[Location identification items]
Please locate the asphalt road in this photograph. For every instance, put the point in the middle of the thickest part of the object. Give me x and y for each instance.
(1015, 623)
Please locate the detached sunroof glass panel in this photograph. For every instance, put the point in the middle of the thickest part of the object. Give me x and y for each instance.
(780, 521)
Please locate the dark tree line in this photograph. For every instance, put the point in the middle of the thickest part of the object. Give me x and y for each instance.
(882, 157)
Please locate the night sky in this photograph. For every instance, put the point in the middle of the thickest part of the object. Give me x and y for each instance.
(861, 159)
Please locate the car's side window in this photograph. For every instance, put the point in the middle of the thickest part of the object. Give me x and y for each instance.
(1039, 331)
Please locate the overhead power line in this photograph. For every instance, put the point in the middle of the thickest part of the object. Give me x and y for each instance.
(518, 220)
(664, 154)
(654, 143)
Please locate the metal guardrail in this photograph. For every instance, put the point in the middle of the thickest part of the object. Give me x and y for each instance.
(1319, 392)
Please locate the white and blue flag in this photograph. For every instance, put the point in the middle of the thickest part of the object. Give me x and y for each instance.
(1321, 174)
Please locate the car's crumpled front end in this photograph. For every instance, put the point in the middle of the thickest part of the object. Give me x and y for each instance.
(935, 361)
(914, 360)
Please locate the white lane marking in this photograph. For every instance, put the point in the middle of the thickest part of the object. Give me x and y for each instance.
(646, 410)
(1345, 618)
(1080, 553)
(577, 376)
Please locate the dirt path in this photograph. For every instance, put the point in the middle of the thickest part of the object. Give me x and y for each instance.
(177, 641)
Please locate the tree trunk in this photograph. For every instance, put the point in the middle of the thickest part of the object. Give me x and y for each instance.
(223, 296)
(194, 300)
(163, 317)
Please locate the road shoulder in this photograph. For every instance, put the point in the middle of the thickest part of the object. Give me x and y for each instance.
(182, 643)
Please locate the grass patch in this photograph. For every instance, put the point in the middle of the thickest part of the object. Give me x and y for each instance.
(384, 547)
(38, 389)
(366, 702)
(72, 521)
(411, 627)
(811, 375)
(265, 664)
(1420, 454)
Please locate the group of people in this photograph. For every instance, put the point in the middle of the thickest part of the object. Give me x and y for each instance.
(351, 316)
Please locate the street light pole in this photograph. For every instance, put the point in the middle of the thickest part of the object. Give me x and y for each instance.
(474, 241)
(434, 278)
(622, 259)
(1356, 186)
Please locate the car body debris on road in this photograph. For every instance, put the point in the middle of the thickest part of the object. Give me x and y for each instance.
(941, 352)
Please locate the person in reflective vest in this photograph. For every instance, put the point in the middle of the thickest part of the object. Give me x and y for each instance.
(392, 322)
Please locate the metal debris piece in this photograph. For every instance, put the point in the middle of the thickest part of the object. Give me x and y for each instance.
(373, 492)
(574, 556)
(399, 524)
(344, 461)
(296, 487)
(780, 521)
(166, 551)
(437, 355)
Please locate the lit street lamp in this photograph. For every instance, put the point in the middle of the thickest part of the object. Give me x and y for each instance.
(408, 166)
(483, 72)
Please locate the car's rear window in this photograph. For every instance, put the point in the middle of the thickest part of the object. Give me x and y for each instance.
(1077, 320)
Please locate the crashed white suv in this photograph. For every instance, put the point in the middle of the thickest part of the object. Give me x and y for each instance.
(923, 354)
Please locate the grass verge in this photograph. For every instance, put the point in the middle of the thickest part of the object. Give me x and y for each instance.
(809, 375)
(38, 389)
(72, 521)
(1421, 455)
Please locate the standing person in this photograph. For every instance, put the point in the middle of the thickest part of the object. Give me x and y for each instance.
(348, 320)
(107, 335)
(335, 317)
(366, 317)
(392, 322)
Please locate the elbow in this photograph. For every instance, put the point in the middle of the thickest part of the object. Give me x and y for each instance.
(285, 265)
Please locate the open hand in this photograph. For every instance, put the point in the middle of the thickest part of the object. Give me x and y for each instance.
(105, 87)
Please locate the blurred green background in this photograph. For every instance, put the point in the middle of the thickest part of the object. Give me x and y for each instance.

**WHAT IS ASKED:** Can you change "thickest part" to "widest part" in each item above and leave every other word as it is?

**WORKED ANSWER:**
Please locate the asphalt road in this photograph. For every instance, put the point in the middle of the widest part of the object. Give me x and y for each instance.
(1015, 623)
Please locate the detached sunroof glass panel in this photograph. For every instance, put the point in the middle of the widest part of the object. Give me x and y for each instance.
(780, 521)
Please locate the dark tree line in this photograph. For every instance, put the point in the middle of the widest part of the object. Give me x and y for each instance.
(882, 157)
Please locate the night sky in this photograph. For every instance, put the point in the middle of the widest part of the object. Give me x and y for each instance.
(861, 159)
Please locate the car's side window in this photograph. For every instance, put the point in the middle of the widest part of the object. Give me x and y for each instance.
(1039, 331)
Please locate the overhead power line in this photograph. For every instance, put the point in the middle of the widest part of the object. Give me x and y for each instance.
(518, 220)
(664, 154)
(654, 143)
Please locate the metal guardrail in this photograph. For every instance, put the point in the middle of the widest part of the object. Give me x and y for each instance.
(1319, 392)
Please locate the white and blue flag in this photograph. For every instance, put the point in the middle of the widest part of the object. Give me x and y for each instance.
(1321, 174)
Please locate the car's crumpled front end in this photograph. For every instance, put the point in the middle of the widest part of the object. Give me x and y for each instance.
(935, 361)
(914, 360)
Please locate the white lane marking in this photograph. For every instance, put the point in the middle of the widest part of the object. Give me x and y for each instance.
(646, 410)
(1345, 618)
(1080, 553)
(577, 376)
Please locate the dirt path in this photograph. For every instance, put the point in the middle of the widest part of the object. Give me x and y for each instance.
(177, 641)
Please locate the tree trunk in this photograph. For every instance, put the point in the middle of the widest part of the object. Give me x and y for each instance.
(223, 296)
(194, 300)
(163, 317)
Please locate the road shoulder in this photograph. For every instance, put the point in the middle of the widest part of the object. Give me x and y for each instance.
(182, 643)
Please locate the grass patch in this photograph. For every instance, put the point in the middle of the widest part of the object. Give me x and y for each instance.
(384, 547)
(38, 389)
(366, 702)
(72, 521)
(411, 627)
(811, 375)
(265, 664)
(1420, 454)
Please locate the group of people in this photograph. For every instance, put the point in the middle of the widest part of the object. Give me x and y for each instance.
(351, 316)
Please locate the street light pole in this photograph. For every instance, put the point in the middle of the widest part of the object. Give me x and y for each instance.
(474, 241)
(434, 278)
(622, 259)
(1356, 186)
Please locate the car body debris on road in this photograph. For every instance, put the point in the middle of the widest part of the object. Give me x and y for each instance.
(941, 352)
Please locate the person in reflective vest in this photograph. For every instance, put the point in the middle of the widest part of the object. Give me x and y for each instance.
(392, 322)
Please locate the metal debris piece in this photograph. For every instance, put the point in the middle of the widest part of the object. Give me x and y for each instance.
(373, 492)
(574, 556)
(399, 524)
(344, 461)
(296, 487)
(780, 521)
(166, 551)
(437, 355)
Please locate the lit street lamp in this photograph. For every instance, put the point in the middle of the widest part of the object. Give me x and y for each instance.
(408, 166)
(483, 72)
Please locate the car's rear window in this photograph. For every instance, put the point in the middle of the widest part of the object. Give me x and y for each instance.
(1077, 320)
Please locate the crashed white suv in this photograph. For every instance, put the point in the middle of the widest part of the object. Give me x and y for each instance.
(923, 354)
Please locate the grass verge in this photograph. For every instance, put the point in the middle of the widest part of the object. Give me x and y for each instance.
(809, 375)
(38, 389)
(72, 521)
(1421, 455)
Please locate the standing person in this photograph. For every instance, put the point in the middle of the widest part of the object. Give me x and y for each instance.
(348, 320)
(107, 335)
(335, 317)
(366, 317)
(392, 322)
Please locate the elbow in this photograph. For every instance, put the point in the middle of the widest part of the object. Give me x and y for each instance.
(285, 265)
Please locate the open hand in this photograph. For every instance, put the point in the middle of the widest part of the object. Give me x and y for each instance.
(105, 87)
Please locate the blurred green background in this photograph. For every instance, put the point in the middle of the widest part of the object. Give me x and y for each instance.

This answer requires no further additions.